> **What you have to do**
Repeat every one of the records below line for line, leaving out the pictures.

________________

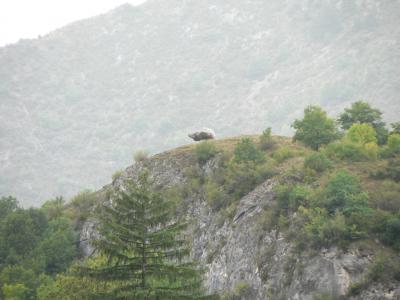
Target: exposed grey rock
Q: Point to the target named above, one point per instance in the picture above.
(236, 251)
(83, 97)
(202, 135)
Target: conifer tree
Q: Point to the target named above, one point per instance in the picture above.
(146, 251)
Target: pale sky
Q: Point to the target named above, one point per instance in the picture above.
(30, 18)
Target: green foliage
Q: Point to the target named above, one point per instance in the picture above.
(395, 128)
(205, 150)
(317, 162)
(315, 129)
(69, 288)
(323, 296)
(320, 230)
(18, 283)
(143, 246)
(343, 193)
(246, 151)
(289, 197)
(282, 154)
(7, 205)
(347, 151)
(266, 140)
(116, 175)
(394, 143)
(16, 291)
(391, 171)
(362, 134)
(58, 246)
(362, 113)
(21, 231)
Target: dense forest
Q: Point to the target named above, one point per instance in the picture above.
(337, 184)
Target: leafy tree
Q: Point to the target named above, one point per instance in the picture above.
(343, 192)
(395, 128)
(22, 229)
(394, 143)
(144, 247)
(57, 246)
(315, 129)
(7, 205)
(317, 162)
(361, 112)
(16, 291)
(18, 282)
(246, 151)
(266, 141)
(362, 133)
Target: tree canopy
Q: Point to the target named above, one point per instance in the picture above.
(315, 129)
(145, 248)
(361, 112)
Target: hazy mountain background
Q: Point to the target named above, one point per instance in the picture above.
(76, 103)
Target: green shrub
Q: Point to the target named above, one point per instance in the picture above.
(362, 134)
(317, 162)
(319, 230)
(204, 151)
(116, 175)
(323, 296)
(283, 154)
(289, 197)
(246, 151)
(266, 140)
(343, 192)
(345, 150)
(391, 171)
(315, 129)
(394, 143)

________________

> **Solved exercise**
Target: exposed grey rock
Q: Point to the target named above, one point per instance in the picture above.
(236, 251)
(83, 97)
(202, 135)
Target: conifer tree
Q: Point to the target named above, one point per instance in the picture above.
(146, 251)
Target: pale sky
Q: Point to the target named above, one point per instance in the picture above.
(30, 18)
Target: green foliage
Q: Point to the target named above, one point per instance in the picture above.
(395, 128)
(205, 150)
(317, 162)
(315, 129)
(69, 288)
(323, 296)
(320, 230)
(18, 283)
(143, 246)
(343, 193)
(246, 151)
(289, 197)
(282, 154)
(7, 205)
(347, 151)
(266, 140)
(116, 175)
(394, 143)
(16, 291)
(391, 171)
(362, 134)
(58, 246)
(362, 113)
(21, 231)
Target: dense forest
Q: Point to the target named above, one point per instance in the picture above.
(337, 184)
Target: leafy tree
Q: Point to the target named above, one point per instance in the picture above.
(343, 192)
(395, 128)
(22, 229)
(394, 143)
(144, 247)
(57, 246)
(315, 129)
(7, 205)
(317, 162)
(361, 112)
(16, 291)
(18, 282)
(246, 151)
(266, 141)
(362, 133)
Target: tree canopy
Q: Point to the target named above, one point per instance in the picture above.
(315, 129)
(145, 248)
(361, 112)
Target: hazy mountain background
Q: Point to the target named above, one point per instance in the picture above.
(76, 103)
Target: green shrub
Q: Point to the target named above, one point per instance in the picture above.
(362, 134)
(317, 162)
(319, 230)
(204, 151)
(116, 175)
(323, 296)
(283, 154)
(289, 197)
(246, 151)
(266, 140)
(343, 192)
(345, 150)
(391, 171)
(315, 129)
(394, 143)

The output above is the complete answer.